[Location identification items]
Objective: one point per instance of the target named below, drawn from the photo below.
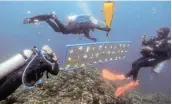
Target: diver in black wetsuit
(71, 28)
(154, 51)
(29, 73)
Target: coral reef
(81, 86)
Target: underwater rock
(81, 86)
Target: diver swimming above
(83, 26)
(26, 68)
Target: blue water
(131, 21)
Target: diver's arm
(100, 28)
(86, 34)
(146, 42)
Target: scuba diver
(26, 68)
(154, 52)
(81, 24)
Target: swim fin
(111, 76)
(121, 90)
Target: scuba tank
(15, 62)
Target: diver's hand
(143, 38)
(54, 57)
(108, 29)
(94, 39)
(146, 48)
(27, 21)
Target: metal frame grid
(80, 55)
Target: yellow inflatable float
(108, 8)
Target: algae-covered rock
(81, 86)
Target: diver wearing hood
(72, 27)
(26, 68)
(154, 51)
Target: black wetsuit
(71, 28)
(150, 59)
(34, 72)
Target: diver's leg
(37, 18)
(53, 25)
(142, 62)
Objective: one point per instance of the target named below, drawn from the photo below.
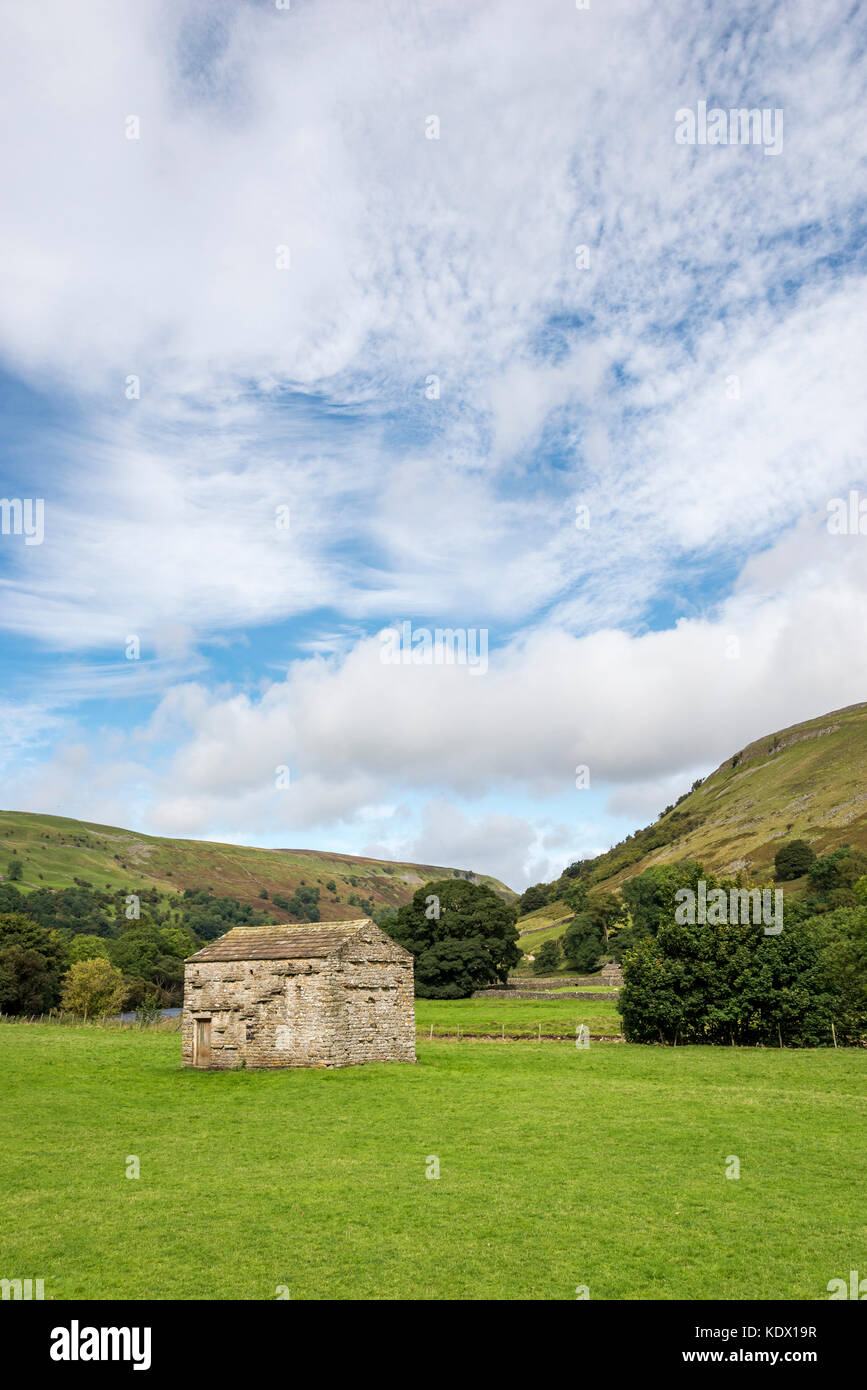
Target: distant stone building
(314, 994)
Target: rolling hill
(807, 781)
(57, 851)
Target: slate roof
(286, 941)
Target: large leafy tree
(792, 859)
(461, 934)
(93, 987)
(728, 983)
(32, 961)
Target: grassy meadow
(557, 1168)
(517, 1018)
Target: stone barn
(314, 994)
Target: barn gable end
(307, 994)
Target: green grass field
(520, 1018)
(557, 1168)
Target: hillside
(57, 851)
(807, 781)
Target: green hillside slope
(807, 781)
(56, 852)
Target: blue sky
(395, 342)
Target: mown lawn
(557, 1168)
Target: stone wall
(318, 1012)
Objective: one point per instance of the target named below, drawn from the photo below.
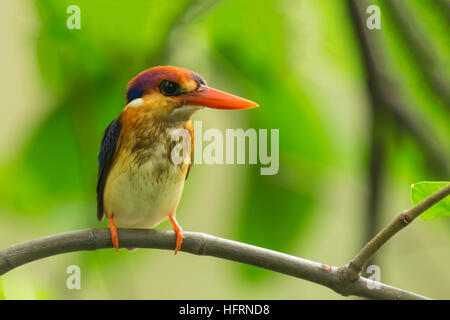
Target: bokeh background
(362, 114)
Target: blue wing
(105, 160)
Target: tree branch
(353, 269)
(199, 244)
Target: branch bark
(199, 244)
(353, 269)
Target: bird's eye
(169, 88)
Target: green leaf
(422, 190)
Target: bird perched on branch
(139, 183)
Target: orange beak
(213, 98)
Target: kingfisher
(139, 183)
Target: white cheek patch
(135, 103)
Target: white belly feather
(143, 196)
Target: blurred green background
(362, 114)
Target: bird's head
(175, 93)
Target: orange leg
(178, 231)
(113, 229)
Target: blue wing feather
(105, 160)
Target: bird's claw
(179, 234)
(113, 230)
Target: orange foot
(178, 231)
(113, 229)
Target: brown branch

- _WHAT YOU WILL DO_:
Can you write out the records again, starting with the line containing "Target: orange beak" and going on through the last line of the records, both included, with every line kept and each point coordinate scaled by 2.35 and rounded to a whole number, halves rounding up?

- _RIGHT ANSWER_:
Target: orange beak
(501, 230)
Target: kingfisher
(327, 430)
Target: white cheek patch
(317, 242)
Target: white belly feather
(336, 461)
Target: blurred green background
(851, 268)
Target: bird's head
(411, 219)
Target: orange leg
(418, 543)
(266, 538)
Target: blue wing feather
(247, 376)
Target: bird's claw
(421, 550)
(266, 541)
Target: orange foot
(418, 543)
(266, 538)
Target: brown branch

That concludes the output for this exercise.